◆ PROVIDED PASSAGE

>>>>

The initial force between the two charges is given by:

$F=k \frac{q_1 q_2}{d^2}$

where k is the Coulomb's constant, q1 and q2 the two charges, d their separation. Let's analyze now the other situations:

1. F

In this case, q1 is halved, q2 is doubled, but the distance between the charges remains d.

So, we have:

$q_1' = \frac{q_1}{2}\\q_2' = 2 q_2\\d' = d$

So, the new force is:

$F'=k \frac{q_1' q_2'}{d'^2}= k \frac{(\frac{q_1}{2})(2q_2)}{d^2}=k \frac{q_1 q_2}{d^2}=F$

So the force has not changed.

2. F/4

In this case, q1 and q2 are unchanged. The distance between the charges is doubled to 2d.

<<<<

◆ DATASET RECORDS
>>>>

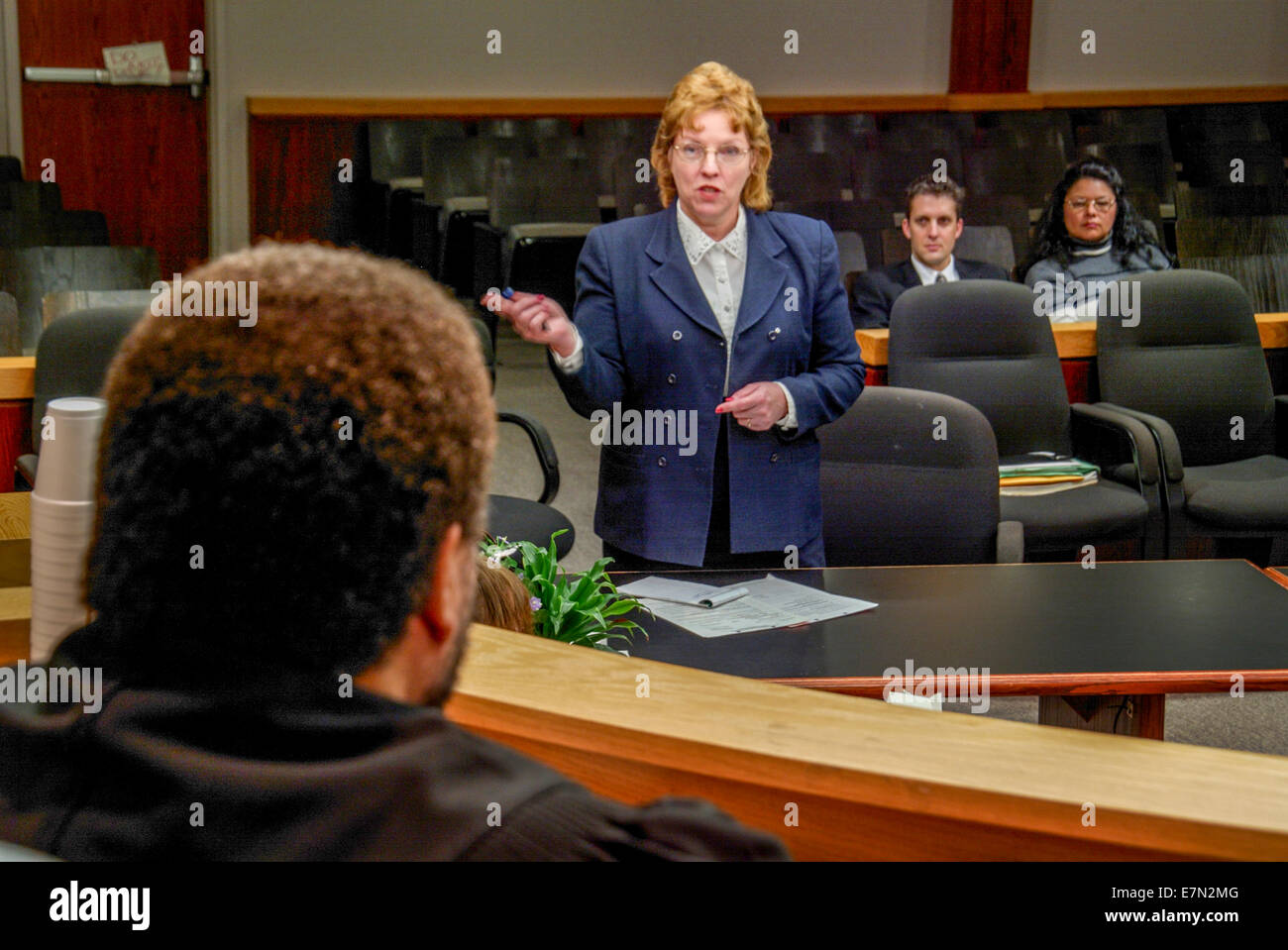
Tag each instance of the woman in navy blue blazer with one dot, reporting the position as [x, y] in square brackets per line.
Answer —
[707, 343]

<<<<
>>>>

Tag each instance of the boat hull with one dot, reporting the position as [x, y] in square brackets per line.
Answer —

<<<<
>>>>

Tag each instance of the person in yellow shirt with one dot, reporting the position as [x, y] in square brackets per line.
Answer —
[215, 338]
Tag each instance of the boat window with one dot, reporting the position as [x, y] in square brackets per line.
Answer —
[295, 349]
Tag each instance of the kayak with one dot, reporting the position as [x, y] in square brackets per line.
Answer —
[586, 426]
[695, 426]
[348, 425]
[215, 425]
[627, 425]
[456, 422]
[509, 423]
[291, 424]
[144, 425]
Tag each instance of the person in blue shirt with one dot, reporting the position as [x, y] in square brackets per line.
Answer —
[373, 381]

<<<<

◆ EXERCISE INSTRUCTIONS
(a) In the passage on the force between two charges, list every symbol that is defined right after the first formula, along with what each stands for.
(b) Transcribe the part of the passage on the force between two charges starting with "In this case, q1 is" and going on through "has not changed.".
(c) Finish out the next part of the passage on the force between two charges, continuing from its last sentence.

◆ SET OF ANSWERS
(a)
- k: Coulomb's constant
- q1: one of the two charges
- q2: the other of the two charges
- d: the separation between the charges

(b)
In this case, q1 is halved, q2 is doubled, but the distance between the charges remains d.

So, we have:

$q_1' = \frac{q_1}{2}\\q_2' = 2 q_2\\d' = d$

So, the new force is:

$F'=k \frac{q_1' q_2'}{d'^2}= k \frac{(\frac{q_1}{2})(2q_2)}{d^2}=k \frac{q_1 q_2}{d^2}=F$

So the force has not changed.

(c)
So, we have:

$q_1' = q_1\\q_2' = q_2\\d' = 2d$

So, the new force is:

$F'=k \frac{q_1' q_2'}{d'^2}= k \frac{q_1 q_2)}{(2d)^2}=\frac{1}{4} k \frac{q_1 q_2}{d^2}=\frac{F}{4}$

So the force has decreased by a factor 4.

3. 6F

In this case, q1 is doubled and q2 is tripled. The distance between the charges remains d.

So, we have:

$q_1' = 2 q_1\\q_2' = 3 q_2\\d' = d$

So, the new force is:

$F'=k \frac{q_1' q_2'}{d'^2}= k \frac{(2 q_1)(3 q_2)}{d^2}=6 k \frac{q_1 q_2}{d^2}=6F$

So the force has increased by a factor 6.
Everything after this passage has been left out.